» **Written request**: Pick out and copy each line in the material below that contains the string "trunk".

[START OF Data listing]

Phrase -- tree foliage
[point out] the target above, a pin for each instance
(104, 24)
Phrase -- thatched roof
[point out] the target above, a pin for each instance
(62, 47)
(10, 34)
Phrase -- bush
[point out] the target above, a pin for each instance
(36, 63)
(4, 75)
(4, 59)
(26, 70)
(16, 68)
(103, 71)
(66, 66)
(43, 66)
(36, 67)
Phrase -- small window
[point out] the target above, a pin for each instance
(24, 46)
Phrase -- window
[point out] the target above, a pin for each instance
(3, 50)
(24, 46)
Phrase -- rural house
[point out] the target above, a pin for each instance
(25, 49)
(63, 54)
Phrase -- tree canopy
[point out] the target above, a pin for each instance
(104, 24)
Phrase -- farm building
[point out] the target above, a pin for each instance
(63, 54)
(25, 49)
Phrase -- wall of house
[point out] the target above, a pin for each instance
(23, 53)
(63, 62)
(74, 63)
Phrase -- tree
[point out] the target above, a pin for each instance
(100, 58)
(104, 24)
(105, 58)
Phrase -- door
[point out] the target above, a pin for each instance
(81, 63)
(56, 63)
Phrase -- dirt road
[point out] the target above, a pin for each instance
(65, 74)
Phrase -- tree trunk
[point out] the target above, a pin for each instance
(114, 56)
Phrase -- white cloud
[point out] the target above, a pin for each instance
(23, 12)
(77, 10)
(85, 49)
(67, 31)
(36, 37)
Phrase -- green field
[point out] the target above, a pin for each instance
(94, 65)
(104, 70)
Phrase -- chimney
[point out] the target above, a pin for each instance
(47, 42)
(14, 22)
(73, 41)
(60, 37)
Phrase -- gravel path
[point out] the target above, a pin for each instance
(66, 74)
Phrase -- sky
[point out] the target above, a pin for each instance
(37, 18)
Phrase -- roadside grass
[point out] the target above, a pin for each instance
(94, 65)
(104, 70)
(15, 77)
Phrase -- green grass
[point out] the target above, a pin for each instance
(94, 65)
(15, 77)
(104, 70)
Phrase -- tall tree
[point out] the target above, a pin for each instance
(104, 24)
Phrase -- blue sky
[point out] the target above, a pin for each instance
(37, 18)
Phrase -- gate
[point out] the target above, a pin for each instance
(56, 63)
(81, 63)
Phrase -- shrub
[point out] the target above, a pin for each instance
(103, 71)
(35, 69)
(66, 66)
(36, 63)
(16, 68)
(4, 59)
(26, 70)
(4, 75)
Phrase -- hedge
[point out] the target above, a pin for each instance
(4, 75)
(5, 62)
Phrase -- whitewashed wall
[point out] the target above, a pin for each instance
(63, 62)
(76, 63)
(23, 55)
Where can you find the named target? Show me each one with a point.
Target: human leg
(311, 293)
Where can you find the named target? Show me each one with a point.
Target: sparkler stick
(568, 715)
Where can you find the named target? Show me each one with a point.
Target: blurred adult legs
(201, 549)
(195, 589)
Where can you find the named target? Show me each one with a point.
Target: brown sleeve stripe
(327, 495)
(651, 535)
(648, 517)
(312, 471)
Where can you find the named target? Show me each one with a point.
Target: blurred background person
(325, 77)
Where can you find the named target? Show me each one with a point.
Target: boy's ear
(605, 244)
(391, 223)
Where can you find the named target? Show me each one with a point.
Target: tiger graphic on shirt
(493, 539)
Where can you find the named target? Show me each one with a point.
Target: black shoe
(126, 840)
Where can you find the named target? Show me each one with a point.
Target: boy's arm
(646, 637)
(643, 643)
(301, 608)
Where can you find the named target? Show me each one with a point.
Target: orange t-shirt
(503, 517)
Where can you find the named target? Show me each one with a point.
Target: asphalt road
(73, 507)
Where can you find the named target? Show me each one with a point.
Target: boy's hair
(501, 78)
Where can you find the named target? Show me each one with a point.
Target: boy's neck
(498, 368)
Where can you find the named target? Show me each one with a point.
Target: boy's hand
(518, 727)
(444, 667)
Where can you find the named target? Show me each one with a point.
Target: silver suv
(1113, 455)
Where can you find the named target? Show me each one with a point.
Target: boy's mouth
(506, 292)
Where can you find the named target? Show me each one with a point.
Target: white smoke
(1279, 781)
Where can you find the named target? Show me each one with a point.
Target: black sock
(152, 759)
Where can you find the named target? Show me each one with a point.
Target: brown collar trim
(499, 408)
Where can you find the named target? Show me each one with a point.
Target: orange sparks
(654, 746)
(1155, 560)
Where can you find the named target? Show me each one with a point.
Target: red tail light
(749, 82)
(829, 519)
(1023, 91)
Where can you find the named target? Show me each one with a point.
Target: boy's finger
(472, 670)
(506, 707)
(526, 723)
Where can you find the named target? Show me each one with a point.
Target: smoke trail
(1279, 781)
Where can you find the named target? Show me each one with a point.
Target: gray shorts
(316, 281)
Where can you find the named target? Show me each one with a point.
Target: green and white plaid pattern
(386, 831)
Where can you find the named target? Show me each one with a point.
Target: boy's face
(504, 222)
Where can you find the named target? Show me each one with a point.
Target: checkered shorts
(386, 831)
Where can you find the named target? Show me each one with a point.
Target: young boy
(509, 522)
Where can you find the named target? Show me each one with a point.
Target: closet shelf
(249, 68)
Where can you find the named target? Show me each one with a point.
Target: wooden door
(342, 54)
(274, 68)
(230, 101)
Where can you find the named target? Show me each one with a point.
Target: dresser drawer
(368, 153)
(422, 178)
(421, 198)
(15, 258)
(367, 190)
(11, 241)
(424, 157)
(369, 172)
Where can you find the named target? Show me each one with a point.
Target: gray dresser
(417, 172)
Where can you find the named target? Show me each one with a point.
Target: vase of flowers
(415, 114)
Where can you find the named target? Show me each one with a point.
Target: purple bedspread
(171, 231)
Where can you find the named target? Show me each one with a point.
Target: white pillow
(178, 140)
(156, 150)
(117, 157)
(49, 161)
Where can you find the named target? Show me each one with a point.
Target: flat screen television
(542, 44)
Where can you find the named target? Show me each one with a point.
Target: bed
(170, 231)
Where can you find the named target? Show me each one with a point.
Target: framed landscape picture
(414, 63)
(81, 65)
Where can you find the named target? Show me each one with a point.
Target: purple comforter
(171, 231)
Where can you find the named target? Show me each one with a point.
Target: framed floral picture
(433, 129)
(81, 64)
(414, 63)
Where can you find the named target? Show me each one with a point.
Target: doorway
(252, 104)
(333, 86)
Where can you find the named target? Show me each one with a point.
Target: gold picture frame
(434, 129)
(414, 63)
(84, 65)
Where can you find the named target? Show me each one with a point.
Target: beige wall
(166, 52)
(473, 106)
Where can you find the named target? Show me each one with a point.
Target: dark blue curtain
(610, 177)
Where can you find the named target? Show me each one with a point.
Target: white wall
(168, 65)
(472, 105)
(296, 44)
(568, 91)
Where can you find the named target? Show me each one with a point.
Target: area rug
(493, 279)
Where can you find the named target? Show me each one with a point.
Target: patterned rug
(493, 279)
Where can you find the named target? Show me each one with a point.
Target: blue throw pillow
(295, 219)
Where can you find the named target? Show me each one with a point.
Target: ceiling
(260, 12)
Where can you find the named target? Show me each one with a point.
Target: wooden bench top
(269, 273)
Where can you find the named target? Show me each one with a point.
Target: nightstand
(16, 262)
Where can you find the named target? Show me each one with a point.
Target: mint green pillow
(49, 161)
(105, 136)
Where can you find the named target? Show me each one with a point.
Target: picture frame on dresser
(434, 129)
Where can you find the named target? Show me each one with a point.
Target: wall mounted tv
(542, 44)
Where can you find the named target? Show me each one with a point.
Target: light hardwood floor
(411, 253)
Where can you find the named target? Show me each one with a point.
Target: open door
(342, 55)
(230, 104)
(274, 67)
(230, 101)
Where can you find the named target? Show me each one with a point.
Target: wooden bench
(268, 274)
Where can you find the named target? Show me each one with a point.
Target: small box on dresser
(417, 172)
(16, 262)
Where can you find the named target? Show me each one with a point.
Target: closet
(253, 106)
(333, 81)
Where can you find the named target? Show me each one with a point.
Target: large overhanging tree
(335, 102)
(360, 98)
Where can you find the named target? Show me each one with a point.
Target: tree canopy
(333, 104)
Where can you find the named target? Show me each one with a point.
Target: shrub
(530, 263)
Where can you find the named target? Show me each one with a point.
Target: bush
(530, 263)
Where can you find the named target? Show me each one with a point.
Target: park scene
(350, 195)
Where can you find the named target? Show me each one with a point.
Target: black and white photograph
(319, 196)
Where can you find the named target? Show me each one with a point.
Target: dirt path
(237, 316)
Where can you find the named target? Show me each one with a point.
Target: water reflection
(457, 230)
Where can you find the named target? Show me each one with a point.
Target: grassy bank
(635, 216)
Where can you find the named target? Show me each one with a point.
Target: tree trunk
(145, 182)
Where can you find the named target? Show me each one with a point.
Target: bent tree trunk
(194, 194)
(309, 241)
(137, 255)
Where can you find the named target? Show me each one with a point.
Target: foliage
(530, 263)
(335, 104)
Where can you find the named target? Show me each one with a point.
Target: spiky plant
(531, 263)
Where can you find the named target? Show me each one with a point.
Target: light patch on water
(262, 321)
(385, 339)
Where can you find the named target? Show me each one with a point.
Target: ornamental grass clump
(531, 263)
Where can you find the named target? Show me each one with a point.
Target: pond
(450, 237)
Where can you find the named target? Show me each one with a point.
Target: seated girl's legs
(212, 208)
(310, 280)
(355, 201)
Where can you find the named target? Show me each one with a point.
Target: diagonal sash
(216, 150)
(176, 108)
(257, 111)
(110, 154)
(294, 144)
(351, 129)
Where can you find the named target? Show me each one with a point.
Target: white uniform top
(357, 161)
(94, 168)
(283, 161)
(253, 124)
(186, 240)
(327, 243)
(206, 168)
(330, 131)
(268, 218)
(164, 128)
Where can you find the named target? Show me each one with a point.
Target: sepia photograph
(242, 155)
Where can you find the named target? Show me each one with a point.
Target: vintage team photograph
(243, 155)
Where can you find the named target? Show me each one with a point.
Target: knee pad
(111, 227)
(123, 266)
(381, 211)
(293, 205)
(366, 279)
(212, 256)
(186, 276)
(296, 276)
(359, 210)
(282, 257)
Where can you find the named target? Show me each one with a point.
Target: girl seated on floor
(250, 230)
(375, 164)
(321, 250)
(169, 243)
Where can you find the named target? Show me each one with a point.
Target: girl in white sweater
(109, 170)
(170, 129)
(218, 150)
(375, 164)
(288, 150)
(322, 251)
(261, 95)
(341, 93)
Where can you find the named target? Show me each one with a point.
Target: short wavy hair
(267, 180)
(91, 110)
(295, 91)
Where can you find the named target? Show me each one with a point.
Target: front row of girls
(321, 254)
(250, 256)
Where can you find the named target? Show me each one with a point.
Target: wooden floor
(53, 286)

[END OF Data listing]

» **The reply**:
Phrase -- tree trunk
Target: tree trunk
Target: bent tree trunk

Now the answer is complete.